### TASKS TO CARRY OUT:
1. Return, word for word, the passage of the Friday Night Lights blog post from "Thursday Afternoon(ish) Lights" up to and including "to post this.".
2. Resume the Friday Night Lights blog post, picking up right after its final sentence.
---------- DOCUMENT
Thursday Afternoon(ish) Lights
February 12, 2010As you can see by the length of this post, I have had a lot of free time on my hands as of late (and we’ll leave it at that). What inspired me to write another blog? Well, there’s the free time. And, I had kinda already written this to post someday and then thought that I shouldn’t. But then I read today that Friday Night Lights, the best show in the history of mankind and executive produced by Jesus Christ himself (at least, that’s my guess), would finally be going off the air after next season. This doesn’t shock me. No one watches this thing. I’m amazed it made it this far, seeing as how I am their only viewer. But it makes me sad. It also makes it a perfect time to post this.
I’m not going to lie to you and say that, because I am a male who grew up in Texas, I felt it was my obligation to try out for the junior high football team the second I got the chance. Or that I joined out of some sense of male pride and wanted show the other kids in school that I was more than just the weird son of their reading teacher and that I possessed more quality traits than a weird set of teeth. No, I actually generally, enthusiastically, like football. People always assume that I would hate the sport (and sports in general), because, you know, I’M FAAABULOUS! To which I respond: have you ever even watched football?
--------------------
---------- SUPPLIED INFORMATION
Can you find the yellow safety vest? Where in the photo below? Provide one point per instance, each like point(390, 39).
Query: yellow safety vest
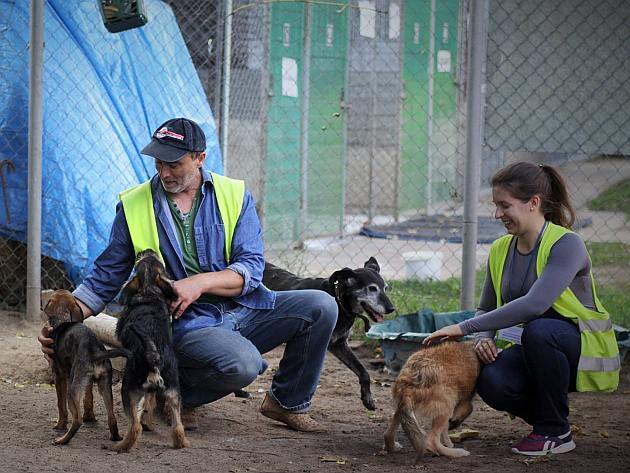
--------------------
### ANSWERS TO THE EXERCISE:
1.
Thursday Afternoon(ish) Lights
February 12, 2010As you can see by the length of this post, I have had a lot of free time on my hands as of late (and we’ll leave it at that). What inspired me to write another blog? Well, there’s the free time. And, I had kinda already written this to post someday and then thought that I shouldn’t. But then I read today that Friday Night Lights, the best show in the history of mankind and executive produced by Jesus Christ himself (at least, that’s my guess), would finally be going off the air after next season. This doesn’t shock me. No one watches this thing. I’m amazed it made it this far, seeing as how I am their only viewer. But it makes me sad. It also makes it a perfect time to post this.

2.
But beyond my love of the sport, I probably signed up for seventh grade athletics because I am a male that grew up in Texas and I felt it was my obligation to try out for the junior high football team the second I got the chance.
I would not call Gatesville a football town per se. I mean, they have a prison so there are other things going for it. But football is naturally pretty big in Gatesville, your stereotypical Texas small town. For example, the Lion’s Club meets at the Dairy Queen, tractors have the right-of-way down main street, and I have heard more goat-fucking stories from classmates than I care to recall.
I stepped into this world in 1996, eleven going on twelve. This is the perfect age to NOT move from a city to a small town. My parents, God bless them, apparently wanted to make the move as unnatural and completely awkward as they possibly could. So I was adrift and confused and awkward and weird and lonely and looking at other boys too much and I figured football would be the perfect thing for me because it would make all of those problems go away!
Practice started the first day of school. August in Texas. I don’t think miserable is the correct word. I don’t even think les miserables is the correct word. First off, the helmet is absolutely the most uncomfortable thing I have ever put on. It was like placing my head in a vice grip that itself was in a vice grip and then wedged in between boulders. My mouth guard almost made me pass out. Because I had braces, the rubber implant had to cover both the top and bottom of my mouth and since I was a heavy mouth breather, hilarity ensued. And I could never get the knee pads and thigh pads to sit just right in my pants. They would overlap on each other and wedge themselves between my legs and give people the general impression I had elephantitus. All of this would suck in nice weather. It bears repeating: August in Texas.
And then they expected us to shower in front of other people? This is something that I absolutely would not tolerate. Thirteen is an awkward time, especially if you were going through what I was going through.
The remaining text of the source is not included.